5. Le jeudi 17 février 2011, 21:05 par Christophe Richard

Cette continuation de la guerre par d'autres moyens est rendue possible par un facteur qui me semble essentiel. Les acteurs en présence ne disposent pas du monopole des armes les plus puissantes. ADO n'a d'ailleurs pas de forces militaires directement sous son contrôle... Gbagbo quand a lui a des forces qui ne sont pas en mesure d'affronter les forces internationales, et mettre en mouvement l'Achéron d'une confrontation asymétrique par la rue reste sans doutes plus risqué pour lui car il porterait la responsabilité des exactions des forces de l'ordre qui restent sous ses ordres.
Bien cordialement

6. Le jeudi 17 février 2011, 21:05 par Jean-Pierre Gambotti

Puisque je suis totalement incompétent pour traiter de guerre économique, je fais enfiler le costume très confortable de François-Baptiste- Ephraïm Camember et adopter sa logique simplette !
A mon sens nous sommes en RCI dans la problématique "de deux hommes pour un fauteuil", une lutte tragique mais classique, machiavélique, pour le pouvoir, lutte dont une seule des lignes d’opérations est de nature économique. Les stratégies des parties en conflit s’appuyant aussi sur les autres LO, je ne pense pas que l’on puisse affirmer que ce conflit ivoiro-ivoirien ressortisse à la guerre économique stricto sensu.
D’ailleurs cette dénomination de "guerre économique" est quelque peu pléonastique. L’économie dans son acception générale d’activités de création, de diffusion et de consommation de richesses dans un monde marchand et concurrentiel, est par nature dans la problématique du "struggle for life" et du polemos . Si la rivalité est consubstantielle à l’économie, elle l’est aussi au commerce, lequel était déjà qualifié par Clausewitz d’activité humaine la plus proche la guerre. D’évidence l’économie et le commerce exigent, si l’on en traite, de concevoir des stratégies, c'est-à-dire de produire de la pensée au service de l’action. Ainsi, pour ma part, je pense que nous devons réfléchir toutes ces pseudo-guerres qui ne sont que des relations étatiques, infra-étatiques ou paraétatiques, en caméléon, c'est-à-dire d’être capable de produire de la stratégie d’efficience générale en nous appuyant sur les principes clausewitziens du duel et de la confrontation des centres de gravité. Pour parvenir in fine à une forme de praxéologie appliquée - science de l’action concrète - comme viatique universel dans ce monde de conflits et de compétition.

> VOS CONSIGNES
Rédigez la suite des commentaires sur la crise ivoirienne et la guerre économique, en reprenant juste après la dernière phrase affichée.

> ENTRÉES EXTRAITES
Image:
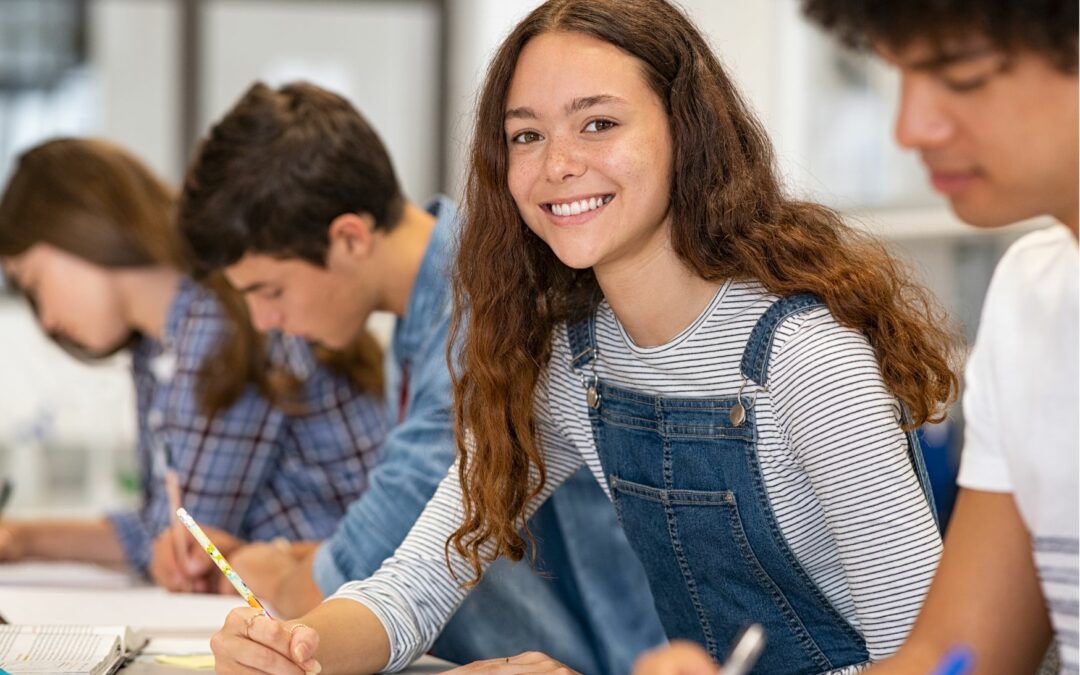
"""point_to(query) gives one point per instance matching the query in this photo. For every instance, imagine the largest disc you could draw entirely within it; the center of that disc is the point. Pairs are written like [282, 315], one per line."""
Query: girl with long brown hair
[740, 370]
[264, 439]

> RÉPONSE ATTENDUE
Pour faire court, simple et peut-être un peu provocateur, je dirai que la véritable avancée n’est pas d’individualiser certains faisceaux de forces antinomiques qui parcourent la planète et de les nommer "guerres", mais d’élaborer une méthode unifiée de gestion des crises.
Simplet, mais j’assume !
Très cordialement.
Jean-Pierre Gambotti

égéa : Cher JPG, vous énoncez la critique classique du stratège envers la guerre économique en particulier, et l'abus de la guerre en général. Moui. Je l'ai pratiquée avant vous.

Mais ne faut-il pas se poser la question d'un nouveau milieu où des acteurs "politiques" utilisent la LO "économique" pour résoudre leur rivalité de pouvoir ? on est bien loin de la guerre économique de papa, qui n'était qu'un succédané de la concurrence (pure et parfaite, ben voyons) dans un monde globalisé ?

7. Le jeudi 17 février 2011, 21:05 par Christophe Richard

Voici un échange fructueux!
Jean-Pierre Gambotti et Olivier Kempf viennent de lever l'ambiguïté fondamentale de l'idée de guerre économique.
L'an dernier, le professeur Coutau-Bégarie, lors d'une de ses conférences de stratégie, faisait remarquer que le critère de l'économie était le profit, alors que celui de la stratégie dans son sens premier était la force.
D'où une confusion dès lors que l'économie s'empare des concepts de la stratégie... Les moyens et les voies imposent leur tyrannie sur les fins...
Or en RCI, c'est plutôt l'inverse, la stratégie s'empare de l'économie et en fait son moyen. Nous sommes bien en présence d'une rivalité politique incapable de recourir à la force pour trancher, et qui utilise donc une approche indirecte. On peut donc parler de continuation de la guerre par d'autres moyens.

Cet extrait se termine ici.